*Data to use*:
• • • •
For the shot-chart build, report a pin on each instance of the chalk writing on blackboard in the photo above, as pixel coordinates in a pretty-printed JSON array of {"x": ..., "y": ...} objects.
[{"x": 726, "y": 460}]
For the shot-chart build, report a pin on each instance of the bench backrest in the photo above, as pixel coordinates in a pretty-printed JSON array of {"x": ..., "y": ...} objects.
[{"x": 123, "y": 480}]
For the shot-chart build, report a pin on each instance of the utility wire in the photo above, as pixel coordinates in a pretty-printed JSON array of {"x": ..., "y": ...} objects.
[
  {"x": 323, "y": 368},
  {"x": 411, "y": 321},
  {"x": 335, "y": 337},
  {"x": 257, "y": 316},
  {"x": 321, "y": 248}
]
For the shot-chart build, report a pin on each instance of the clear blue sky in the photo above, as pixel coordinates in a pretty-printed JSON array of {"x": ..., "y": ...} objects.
• • • •
Repeat each entry word for word.

*Right answer*:
For the shot-chart build, report a pin on each instance of the chalk writing on blackboard in the photo above, as pixel coordinates in a pretty-printed JSON array of {"x": ..., "y": ...} objects.
[{"x": 726, "y": 460}]
For the shot-chart build, report a pin on each instance of the bench backrest in the photo above, as pixel coordinates in a pretty-printed JSON array of {"x": ..., "y": ...} objects.
[{"x": 123, "y": 480}]
For the shot-chart build, report a pin on each instance of the utility wire in the photo above, as pixel coordinates in a pretty-printed JSON array of {"x": ..., "y": ...} objects.
[
  {"x": 323, "y": 368},
  {"x": 411, "y": 321},
  {"x": 335, "y": 337},
  {"x": 257, "y": 316},
  {"x": 321, "y": 248}
]
For the shot-chart build, report a pin on each instance of the clear blue sky in the photo above, as pixel coordinates in a pretty-printed JSON array of {"x": ..., "y": ...} objects.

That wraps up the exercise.